*TEXT*:
# Hubbard-Stratonovich transformation and consistent ordering in the   coherent state path integral: insights from stochastic calculus

**Authors:** Adam Ran\c{c}on

arXiv: 1906.02571 · 2020-03-03

## TL;DR

This paper clarifies foundational issues in the coherent state path integral by applying stochastic calculus, resolving controversies about its validity, operator ordering, and the calculation of functional determinants involving Hubbard-Stratonovich fields.

## Contribution

It demonstrates that the problems stem from misapplying standard calculus rules in path integrals and provides a stochastic calculus-based framework to establish correct foundations.

## Key findings

- Resolved controversies on path integral validity and operator ordering.
- Established proper calculation methods for functional determinants with Hubbard-Stratonovich fields.
- Linked path integral issues to stochastic calculus principles.

*DATASET*:
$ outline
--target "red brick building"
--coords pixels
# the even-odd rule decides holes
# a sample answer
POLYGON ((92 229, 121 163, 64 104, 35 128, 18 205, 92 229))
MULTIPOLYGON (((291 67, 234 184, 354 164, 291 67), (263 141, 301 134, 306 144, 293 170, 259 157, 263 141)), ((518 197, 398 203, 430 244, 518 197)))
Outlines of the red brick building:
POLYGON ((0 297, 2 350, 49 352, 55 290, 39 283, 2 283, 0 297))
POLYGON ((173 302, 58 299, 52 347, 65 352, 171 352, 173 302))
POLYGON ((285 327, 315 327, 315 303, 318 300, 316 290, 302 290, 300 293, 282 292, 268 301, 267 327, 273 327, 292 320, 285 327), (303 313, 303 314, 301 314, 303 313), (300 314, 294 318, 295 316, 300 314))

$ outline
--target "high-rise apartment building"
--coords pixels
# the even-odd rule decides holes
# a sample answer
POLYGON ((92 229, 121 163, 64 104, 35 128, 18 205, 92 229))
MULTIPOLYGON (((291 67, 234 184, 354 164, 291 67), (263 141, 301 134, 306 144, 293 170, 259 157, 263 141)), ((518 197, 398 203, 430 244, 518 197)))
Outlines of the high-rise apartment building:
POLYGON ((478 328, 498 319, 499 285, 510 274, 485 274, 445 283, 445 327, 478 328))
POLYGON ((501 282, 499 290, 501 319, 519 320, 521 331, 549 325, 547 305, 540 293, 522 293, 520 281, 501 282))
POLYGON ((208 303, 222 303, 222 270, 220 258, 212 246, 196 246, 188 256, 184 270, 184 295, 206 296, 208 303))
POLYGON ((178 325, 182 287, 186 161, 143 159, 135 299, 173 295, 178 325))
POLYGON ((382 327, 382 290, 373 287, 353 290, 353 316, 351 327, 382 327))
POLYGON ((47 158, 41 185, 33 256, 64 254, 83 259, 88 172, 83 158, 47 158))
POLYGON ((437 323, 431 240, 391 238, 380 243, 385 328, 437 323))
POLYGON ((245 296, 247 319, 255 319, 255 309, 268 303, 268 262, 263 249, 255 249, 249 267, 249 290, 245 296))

*JOB*:
Carry on the summary of the coherent state path integral paper from its last line.

*ANSWER TO THE EXERCISE*:
## Abstract

Recently, doubts have been cast on the validity of the continuous-time coherent state path integral. This has led to controversies regarding the correct way of performing calculations with path integrals, and to several alternative definitions of what should be their continuous limit. Furthermore, the issue of a supposedly proper ordering of the Hamiltonian operator, entangled with the continuous-time limit, has led to considerable confusion in the literature. Since coherent state path integrals are at the basis of the modern formulation of many-body quantum theory, it should be laid on solid foundations.   Here, we show that the issues raised above are coming from the illegitimate use of the (standard) rules of calculus, which are not necessarily valid in path integrals. This is well known in the context of stochastic equations, in particular in their path integral formulation. This insight allows for solving these issues and addressing the correspondence between the various orderings at the level of the path integral. We also use this opportunity to address the proper calculation of a functional determinant in the presence of a Hubbard-Stratonovich field, which shares in the controversies.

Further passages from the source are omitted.